Problem >> Of the material below, the lines to be retyped are those from the line containing "Hi annotator — your job today is to find every car's" through the line containing "Hi annotator — your job today is to find every taillight", inclusive; reproduce them exactly.

* * *

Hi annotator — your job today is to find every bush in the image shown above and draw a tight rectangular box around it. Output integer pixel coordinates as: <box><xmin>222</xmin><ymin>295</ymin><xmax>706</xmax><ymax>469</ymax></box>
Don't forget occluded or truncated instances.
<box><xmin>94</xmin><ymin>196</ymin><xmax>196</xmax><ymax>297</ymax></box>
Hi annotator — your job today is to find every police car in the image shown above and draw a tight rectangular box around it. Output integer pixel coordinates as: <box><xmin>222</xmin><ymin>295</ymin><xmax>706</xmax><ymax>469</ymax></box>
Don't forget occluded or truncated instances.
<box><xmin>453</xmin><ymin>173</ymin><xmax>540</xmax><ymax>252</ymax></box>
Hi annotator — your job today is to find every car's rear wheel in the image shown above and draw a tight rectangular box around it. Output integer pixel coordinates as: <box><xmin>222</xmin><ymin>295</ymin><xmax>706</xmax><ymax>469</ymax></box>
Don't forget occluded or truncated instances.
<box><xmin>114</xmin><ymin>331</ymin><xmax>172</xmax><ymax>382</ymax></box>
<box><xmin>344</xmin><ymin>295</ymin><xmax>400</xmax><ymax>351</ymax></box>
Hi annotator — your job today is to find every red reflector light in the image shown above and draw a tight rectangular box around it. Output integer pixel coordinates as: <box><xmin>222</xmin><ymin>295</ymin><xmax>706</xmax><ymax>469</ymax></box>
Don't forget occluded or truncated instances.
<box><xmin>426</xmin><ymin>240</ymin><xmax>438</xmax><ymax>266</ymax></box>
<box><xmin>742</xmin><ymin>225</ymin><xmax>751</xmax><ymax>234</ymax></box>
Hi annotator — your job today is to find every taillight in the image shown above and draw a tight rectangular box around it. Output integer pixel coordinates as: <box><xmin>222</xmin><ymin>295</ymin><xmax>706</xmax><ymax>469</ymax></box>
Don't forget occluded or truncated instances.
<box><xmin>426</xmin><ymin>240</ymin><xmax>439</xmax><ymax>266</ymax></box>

* * *

Your solution >>
Hi annotator — your job today is to find every car's rear wheel in the image shown above and draw a tight rectangular box around it. Output integer pixel coordinates as: <box><xmin>222</xmin><ymin>295</ymin><xmax>706</xmax><ymax>469</ymax></box>
Don't forget occluded or truncated instances.
<box><xmin>114</xmin><ymin>331</ymin><xmax>172</xmax><ymax>382</ymax></box>
<box><xmin>344</xmin><ymin>295</ymin><xmax>400</xmax><ymax>351</ymax></box>
Hi annotator — your job today is to find every red reflector light in the image shown above and draw a tight rectangular box around it. Output integer pixel coordinates as: <box><xmin>222</xmin><ymin>295</ymin><xmax>706</xmax><ymax>469</ymax></box>
Don't forget occluded or truncated instances.
<box><xmin>426</xmin><ymin>240</ymin><xmax>438</xmax><ymax>266</ymax></box>
<box><xmin>742</xmin><ymin>225</ymin><xmax>751</xmax><ymax>234</ymax></box>
Hi annotator — your job today is to find every taillight in the image shown above and draw a tight rectangular box around it. Output integer pixel coordinates as: <box><xmin>222</xmin><ymin>295</ymin><xmax>706</xmax><ymax>469</ymax></box>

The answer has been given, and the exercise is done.